--- Begin RECORDS SUPPLIED ---
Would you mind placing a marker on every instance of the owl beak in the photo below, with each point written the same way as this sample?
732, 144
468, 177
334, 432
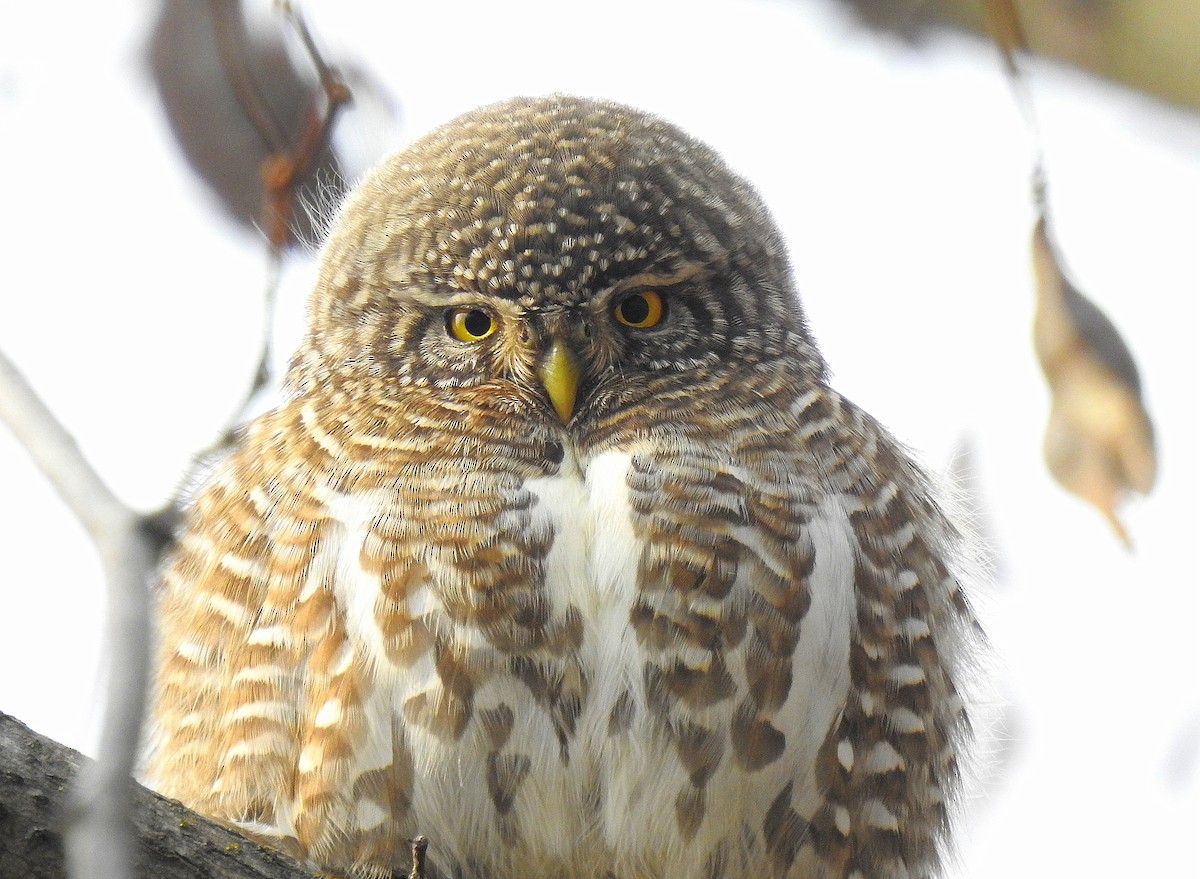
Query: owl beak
559, 372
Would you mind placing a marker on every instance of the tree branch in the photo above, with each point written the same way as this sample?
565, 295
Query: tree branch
171, 841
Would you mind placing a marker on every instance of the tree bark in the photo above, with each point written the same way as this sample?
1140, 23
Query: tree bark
36, 779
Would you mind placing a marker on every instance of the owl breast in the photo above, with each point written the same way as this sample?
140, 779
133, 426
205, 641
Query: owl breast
665, 646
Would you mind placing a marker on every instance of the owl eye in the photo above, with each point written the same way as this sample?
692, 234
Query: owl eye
642, 310
469, 324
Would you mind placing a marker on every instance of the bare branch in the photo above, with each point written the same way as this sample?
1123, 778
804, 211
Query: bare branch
100, 839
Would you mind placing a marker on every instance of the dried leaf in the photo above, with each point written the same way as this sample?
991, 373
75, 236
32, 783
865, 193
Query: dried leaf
1005, 27
237, 105
1099, 441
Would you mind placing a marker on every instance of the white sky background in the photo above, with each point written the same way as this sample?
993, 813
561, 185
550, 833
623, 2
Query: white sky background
900, 179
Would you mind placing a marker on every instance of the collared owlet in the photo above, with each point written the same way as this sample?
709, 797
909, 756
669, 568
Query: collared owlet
561, 550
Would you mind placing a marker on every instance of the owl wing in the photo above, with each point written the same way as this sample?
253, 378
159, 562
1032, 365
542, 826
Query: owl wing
888, 765
801, 614
246, 628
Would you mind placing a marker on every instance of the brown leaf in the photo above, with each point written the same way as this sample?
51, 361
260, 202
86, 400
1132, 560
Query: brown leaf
1099, 441
1005, 27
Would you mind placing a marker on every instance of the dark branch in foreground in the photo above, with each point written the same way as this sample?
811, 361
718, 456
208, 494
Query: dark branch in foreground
173, 842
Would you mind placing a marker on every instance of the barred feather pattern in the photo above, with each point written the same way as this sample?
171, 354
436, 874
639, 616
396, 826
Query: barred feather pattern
708, 626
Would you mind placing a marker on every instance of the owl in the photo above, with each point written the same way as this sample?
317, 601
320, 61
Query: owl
561, 549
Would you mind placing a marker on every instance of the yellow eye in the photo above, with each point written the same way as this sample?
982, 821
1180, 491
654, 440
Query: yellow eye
641, 310
469, 324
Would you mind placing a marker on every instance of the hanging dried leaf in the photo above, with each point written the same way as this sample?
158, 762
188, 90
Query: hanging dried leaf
250, 123
1099, 441
1005, 27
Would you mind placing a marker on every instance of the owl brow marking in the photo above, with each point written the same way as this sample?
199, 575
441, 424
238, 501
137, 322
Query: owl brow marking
657, 279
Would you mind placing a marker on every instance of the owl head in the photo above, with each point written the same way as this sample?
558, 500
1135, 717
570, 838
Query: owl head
557, 256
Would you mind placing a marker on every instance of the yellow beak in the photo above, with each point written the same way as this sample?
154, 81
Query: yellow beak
559, 372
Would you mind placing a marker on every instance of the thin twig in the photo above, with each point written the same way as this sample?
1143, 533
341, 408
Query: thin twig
100, 839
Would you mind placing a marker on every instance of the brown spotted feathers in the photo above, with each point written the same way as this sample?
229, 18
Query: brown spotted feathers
577, 597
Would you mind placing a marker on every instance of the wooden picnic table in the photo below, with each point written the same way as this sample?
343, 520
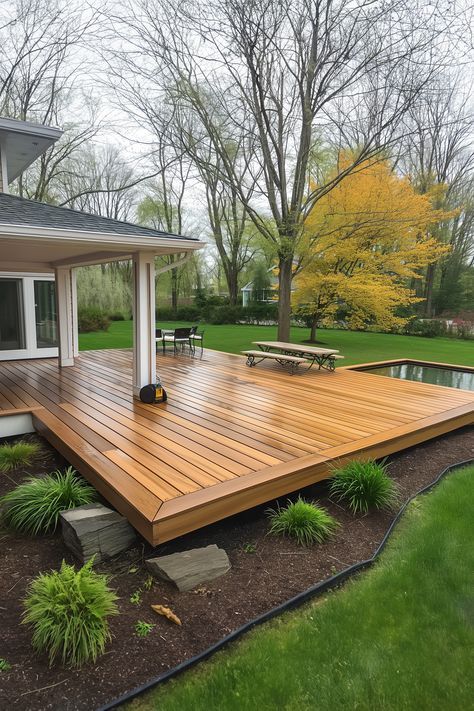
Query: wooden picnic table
323, 357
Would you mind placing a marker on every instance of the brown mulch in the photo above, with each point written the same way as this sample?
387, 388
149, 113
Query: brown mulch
276, 571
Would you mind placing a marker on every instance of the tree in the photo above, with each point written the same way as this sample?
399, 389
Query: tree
39, 65
289, 74
363, 242
437, 152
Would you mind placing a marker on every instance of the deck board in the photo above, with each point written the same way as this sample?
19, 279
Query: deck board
228, 438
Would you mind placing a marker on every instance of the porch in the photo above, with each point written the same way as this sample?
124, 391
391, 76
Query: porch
229, 438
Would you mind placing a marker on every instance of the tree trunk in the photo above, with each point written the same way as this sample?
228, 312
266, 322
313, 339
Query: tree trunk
430, 275
284, 304
174, 289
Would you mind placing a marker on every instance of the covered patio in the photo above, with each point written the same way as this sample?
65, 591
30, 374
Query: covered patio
38, 241
229, 438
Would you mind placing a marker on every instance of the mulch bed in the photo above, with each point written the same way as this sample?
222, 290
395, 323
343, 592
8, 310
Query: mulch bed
277, 570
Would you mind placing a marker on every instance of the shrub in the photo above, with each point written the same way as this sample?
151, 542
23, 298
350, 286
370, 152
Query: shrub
258, 313
302, 521
143, 629
90, 318
19, 454
364, 486
188, 313
117, 316
165, 314
428, 328
68, 611
34, 506
225, 314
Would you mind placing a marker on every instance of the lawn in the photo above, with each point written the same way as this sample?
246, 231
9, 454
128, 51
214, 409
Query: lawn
358, 347
400, 636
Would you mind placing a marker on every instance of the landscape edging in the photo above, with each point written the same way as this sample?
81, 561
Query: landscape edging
299, 599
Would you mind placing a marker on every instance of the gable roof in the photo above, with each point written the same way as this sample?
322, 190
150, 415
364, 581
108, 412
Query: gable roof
20, 211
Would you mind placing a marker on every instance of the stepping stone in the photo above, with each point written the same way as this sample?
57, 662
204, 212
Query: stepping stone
189, 569
96, 530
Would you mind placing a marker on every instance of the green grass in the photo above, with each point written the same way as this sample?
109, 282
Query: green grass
357, 347
400, 636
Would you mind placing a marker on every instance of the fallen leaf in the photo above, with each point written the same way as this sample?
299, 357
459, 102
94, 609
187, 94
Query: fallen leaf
166, 612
--- End RECORDS SUPPLIED ---
:: DIRECTIONS FOR THIS TASK ::
Each line of the data is to be duplicated exactly; pictures stay out of the copy.

:: SOLUTION FOR THIS TASK ::
Would you mind placing a marker on every instance of the owl beak in the photo below, with each point written the same way as this sample?
732, 144
468, 177
334, 432
Query: owl beak
559, 372
Would you mind placing a marker on every instance of the tree branch in the photo above, with each point written the same way as this sample?
565, 295
Query: tree branch
171, 841
Would you mind placing a marker on every instance of the tree bark in the photo above, with each point written the same way as this sample?
1140, 23
Query: tree bark
36, 779
Would you mind placing a marker on every instance of the owl breast in the photo above, with each point written the same way as this sample?
140, 779
133, 426
205, 641
Query: owl breast
665, 646
Would you mind placing a marker on every instance of the owl eye in the photo above, with each point written the same way as this sample?
692, 234
Query: owl eye
642, 310
469, 324
Would you mind placing a marker on every instance of the bare branch in the photo above, with each point written the same way as this sample?
1123, 778
804, 211
Query: bare branch
100, 839
Would you mind placing a marker on every instance of the dried leaf in the photo above, with each point written the same way as this sample?
991, 373
75, 236
32, 783
865, 193
Query: dried leaf
1005, 27
237, 105
1099, 441
Would you mind placing a marker on every instance of the white sky background in the photo above, with each point written the same way as this sample?
993, 813
561, 185
550, 833
623, 2
Query: white sky background
900, 179
Would you mind placing a marker on every instance of the collared owlet in the photo above, with each point written the same way as this sample?
709, 797
909, 756
669, 568
Query: collared owlet
561, 550
Would you mind placing a marker on every instance of the owl wing in the photo above, with each point written the same way as this sample?
253, 378
159, 562
1032, 365
542, 826
Query: owl wing
888, 765
801, 614
246, 628
Would you mind placing a marker on every instance of the brown leaf in the photo above, with each point written the same way as this sample?
51, 361
260, 202
86, 400
1132, 560
Query: brown leaf
1099, 441
1005, 27
Would you mind placing a marker on every instance of the dark branch in foreground in the photo above, with each point written the same way as this sample?
811, 361
718, 456
208, 494
Query: dark branch in foreground
173, 842
Would you mind placing a marker on every instance of the barred feather pattern in the photo above, with each point written the same way as this sample?
171, 354
436, 874
639, 616
396, 826
Query: barred feather pattern
708, 626
Would you mind placing a marker on every instance of the owl in the photo above, with each point written the same way as this sample?
317, 601
320, 61
Query: owl
561, 549
Would you mind placing a marker on every instance of the yellow eye in the photo above, with each point written the same way as this sample?
982, 821
1180, 491
654, 440
Query: yellow eye
641, 310
469, 324
Would you mind placing a marker on every instance of the hanging dried leaf in the photo above, with each point written the same way as this sample?
158, 762
188, 90
Query: hanging dried leaf
250, 123
1099, 441
1005, 27
Would you mind placing a marker on every instance of the owl brow marking in the photo above, with each point written the same way as this sample?
199, 575
441, 424
238, 501
137, 322
Query: owl brow marking
657, 279
Would you mind placing a marker on every instance of the owl head in the photo above, with each point written the same way as this sample?
558, 500
1135, 717
570, 838
Query: owl head
557, 256
Would you mind placing a marker on every instance of the yellow beak in the photo above, with each point written the same way as this sample?
154, 81
Query: yellow beak
559, 372
Would you mind placing a marker on every instance of the thin twig in the photo above, with each point written the same way as this sample?
1143, 533
341, 408
Query: thin twig
100, 839
Would you mind placing a marker on every instance of the brown spotted feathers in the photo above, with each point written the same way as this sample?
229, 18
Query: brown spotted feathers
577, 597
Would you mind placing a marker on every instance of the wooden picnic table in the photo below, with each point written the same way as this sample?
343, 520
Query: wooden picnic table
323, 357
Would you mind placing a marker on every instance of the brown mulch in the photo above, with each point written the same way as this sample?
387, 388
149, 113
Query: brown mulch
276, 571
Would you mind placing a marker on every instance of the tree in the photo above, with each point written the same way as this sample?
399, 389
Query: tree
39, 65
289, 74
363, 242
437, 152
Would you mind placing a marker on every instance of the deck board in the photo above, with each point written the same way as this sample?
19, 279
Query: deck board
228, 438
Would you mind placing a marker on every instance of the porch in the photo above, with each point written the same way as this sample?
124, 391
391, 76
Query: porch
229, 438
Would you mind placing a marker on every instance of the tree trunk in the photo above, with each point written the same way as this sample?
228, 312
266, 322
313, 339
Query: tree trunk
430, 275
284, 304
174, 289
Would you mind placing a marker on every instance of the covered patio in the photo above, with each point written the same way as this sample?
65, 591
30, 374
Query: covered patio
38, 241
229, 438
Would you mind placing a marker on every instance of the mulch bed in the photo above, with each point written the same way as this sample?
222, 290
395, 323
343, 592
8, 310
Query: mulch bed
277, 570
Would you mind placing a marker on every instance of the shrub in the photo above, with each point written the same way as this sample?
151, 542
23, 298
350, 286
370, 152
Query: shrub
258, 313
302, 521
143, 629
90, 318
19, 454
364, 486
188, 313
117, 316
165, 314
428, 328
68, 611
34, 506
225, 314
Would you mind placing a marker on every instance of the lawn in the photo above, with each point written the same way as this sample?
246, 231
9, 454
128, 51
214, 409
Query: lawn
358, 347
400, 636
Would you mind placing a marker on every instance of the landscape edging in the photo above, with each point written the same way as this sample?
81, 561
Query: landscape edging
299, 599
Would you mind placing a marker on every instance of the gable roof in the photo above, with each point written the same way as this sample?
322, 190
150, 415
364, 581
108, 412
Query: gable roof
20, 211
Would you mind placing a marker on every instance of the stepping stone in the photo above, with each point written the same way as this sample?
57, 662
204, 212
Query: stepping stone
189, 569
96, 530
Would you mind placing a marker on every instance of the green grass in the photo above, with each point written the same way as this sample?
109, 282
Query: green grass
357, 347
400, 636
Would you mind placing a marker on every instance of the fallen leaf in the photo above, with each point written the same way as this sample?
299, 357
459, 102
94, 609
187, 94
Query: fallen leaf
166, 612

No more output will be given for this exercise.